::: SELECTED TEXT
Not Having The Right Answer At Your Fingertips Is Not A Deal Breaker [10:15]

SJ:

Wow Micah, I love that approach I really like how you talked about that it’s really not your — you don’t see it as your job to become the expert on every single one these topics but it does seem like you feel like it’s your responsibility to at least bring it up to the client and know enough to know what questions to ask and you tell me if it’s different in your experience but in my experience working with clients no one’s ever mad at me for not knowing the final answer as long as I’m proactively addressing the issue and offering to help them get to the right answer. No one cares that we say “hey you know what I’m not an expert in New York estate planning but here’s something I found that makes this seem like an important topic, can we go find an attorney and a CPA who specialize in this and I’ll help make sure that you get the right answer.”
::::::
::: GIVEN ENTRIES
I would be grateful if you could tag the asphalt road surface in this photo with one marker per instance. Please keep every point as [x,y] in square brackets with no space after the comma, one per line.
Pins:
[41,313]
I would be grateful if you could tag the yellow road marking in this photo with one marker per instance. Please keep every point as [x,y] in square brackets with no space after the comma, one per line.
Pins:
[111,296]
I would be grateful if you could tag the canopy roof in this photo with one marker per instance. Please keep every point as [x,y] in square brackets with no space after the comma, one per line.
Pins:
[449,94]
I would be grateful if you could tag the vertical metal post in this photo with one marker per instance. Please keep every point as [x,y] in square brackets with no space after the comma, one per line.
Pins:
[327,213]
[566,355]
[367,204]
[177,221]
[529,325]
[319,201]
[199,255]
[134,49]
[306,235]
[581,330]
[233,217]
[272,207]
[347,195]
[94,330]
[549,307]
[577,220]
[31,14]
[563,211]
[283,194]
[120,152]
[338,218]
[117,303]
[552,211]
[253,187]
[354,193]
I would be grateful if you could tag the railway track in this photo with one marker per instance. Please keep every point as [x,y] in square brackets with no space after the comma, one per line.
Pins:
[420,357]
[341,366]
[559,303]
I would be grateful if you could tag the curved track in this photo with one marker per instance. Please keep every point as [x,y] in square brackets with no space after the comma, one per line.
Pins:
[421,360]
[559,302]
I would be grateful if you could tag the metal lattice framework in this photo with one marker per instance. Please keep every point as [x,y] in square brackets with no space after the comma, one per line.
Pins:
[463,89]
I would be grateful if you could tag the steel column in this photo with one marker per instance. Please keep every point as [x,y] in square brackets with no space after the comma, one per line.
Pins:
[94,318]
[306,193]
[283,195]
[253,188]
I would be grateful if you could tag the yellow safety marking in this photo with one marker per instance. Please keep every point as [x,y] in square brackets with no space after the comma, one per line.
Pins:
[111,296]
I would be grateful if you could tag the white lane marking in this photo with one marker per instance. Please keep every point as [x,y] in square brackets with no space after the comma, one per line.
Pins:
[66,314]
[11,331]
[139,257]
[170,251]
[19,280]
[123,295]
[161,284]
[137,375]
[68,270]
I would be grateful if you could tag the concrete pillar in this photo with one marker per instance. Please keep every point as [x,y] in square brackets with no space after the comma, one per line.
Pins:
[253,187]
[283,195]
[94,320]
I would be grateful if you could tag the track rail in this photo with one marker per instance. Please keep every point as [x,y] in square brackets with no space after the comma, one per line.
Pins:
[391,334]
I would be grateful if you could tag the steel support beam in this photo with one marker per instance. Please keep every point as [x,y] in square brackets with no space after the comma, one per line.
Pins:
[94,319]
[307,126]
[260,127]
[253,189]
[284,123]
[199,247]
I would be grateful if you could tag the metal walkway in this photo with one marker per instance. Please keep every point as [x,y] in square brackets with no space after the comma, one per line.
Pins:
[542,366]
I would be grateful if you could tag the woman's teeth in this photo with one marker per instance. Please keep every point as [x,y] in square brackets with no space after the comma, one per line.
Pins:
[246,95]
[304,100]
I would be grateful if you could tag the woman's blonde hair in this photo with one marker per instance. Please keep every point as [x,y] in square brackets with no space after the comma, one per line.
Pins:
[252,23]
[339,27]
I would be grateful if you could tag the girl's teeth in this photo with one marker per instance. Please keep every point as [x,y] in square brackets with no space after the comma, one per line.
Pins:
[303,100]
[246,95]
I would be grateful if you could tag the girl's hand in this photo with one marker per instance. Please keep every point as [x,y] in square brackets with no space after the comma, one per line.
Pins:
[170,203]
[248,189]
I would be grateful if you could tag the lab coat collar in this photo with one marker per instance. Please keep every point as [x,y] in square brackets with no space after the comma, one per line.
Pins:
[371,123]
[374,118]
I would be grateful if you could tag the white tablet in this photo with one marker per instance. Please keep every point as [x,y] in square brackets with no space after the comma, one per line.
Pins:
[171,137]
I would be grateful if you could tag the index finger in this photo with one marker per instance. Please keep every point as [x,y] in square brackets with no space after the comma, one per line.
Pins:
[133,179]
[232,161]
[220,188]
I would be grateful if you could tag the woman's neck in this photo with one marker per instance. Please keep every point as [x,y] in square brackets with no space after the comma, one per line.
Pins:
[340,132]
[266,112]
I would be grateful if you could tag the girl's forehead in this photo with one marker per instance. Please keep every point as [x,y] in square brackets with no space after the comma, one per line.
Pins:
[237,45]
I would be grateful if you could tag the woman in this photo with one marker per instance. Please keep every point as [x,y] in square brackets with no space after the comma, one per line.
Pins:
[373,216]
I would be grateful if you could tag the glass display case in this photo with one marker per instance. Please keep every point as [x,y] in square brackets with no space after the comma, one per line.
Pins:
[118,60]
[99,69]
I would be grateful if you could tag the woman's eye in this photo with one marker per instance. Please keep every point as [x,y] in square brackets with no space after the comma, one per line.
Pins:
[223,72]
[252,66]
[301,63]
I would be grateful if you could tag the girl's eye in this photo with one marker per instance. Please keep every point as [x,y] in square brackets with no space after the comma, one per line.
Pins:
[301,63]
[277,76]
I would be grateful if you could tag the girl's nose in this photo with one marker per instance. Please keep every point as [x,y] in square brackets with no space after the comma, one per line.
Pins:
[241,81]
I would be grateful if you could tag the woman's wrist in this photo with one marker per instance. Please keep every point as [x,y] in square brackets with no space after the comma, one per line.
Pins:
::::::
WORK TO COMPLETE:
(A) Turn the entries, from the line containing "I would be grateful if you could tag the woman's wrist" through the end of the entries, into a Markdown table with the columns Row and Line. Skip any blank lines.
(B) Go on with the passage about not having the right answer at your fingertips, starting where it stops.

ANSWERS PER TASK:
(A)
| Row | Line |
|---|---|
| 1 | I would be grateful if you could tag the woman's wrist in this photo with one marker per instance. Please keep every point as [x,y] in square brackets with no space after the comma, one per line. |
| 2 | Pins: |

(B)
MS:

That is such a great question right there right, a great comment I should say — is that nobody cares that you don’t have the right answer everybody cares when you BS them, right. because everybody’s been BS’d to, everyone’s been given the wrong information before and if you’re going to hit the pause button and just so you know what, I want to make sure I get you the right information, who’s going to argue with that and guess what if they do, they’re not an ideal client, move on!”

SJ:

Yeah I love that because no matter whether your CFP or CPA or other financial professional, there should be no part in your process where you’re using the words “well just trust me” right, because one, you’re probably not an expert in nearly as much as you think you are and why would you do that they’re not coming to you because they want to have the answer to everything, they’re coming to you because they value the information you do have and they trust that you’re going to help them get to where they need to be.

MS:

And Steven, let’s look at this from the COI right, the center of influence perspective as well and so you know you’re the CPA here, so correct me if I’m wrong, but if I reach out now to New York CPA and say — hey we’re working with the client where I’m reviewing their situation and they got you know 11 to… I’m sorry, 12 to 15 million dollars in assets, I have some concerns about estate taxes, I’m not an expert here is this something you can help the client with — are they going to look bad on me as a financial advisor for bringing this up?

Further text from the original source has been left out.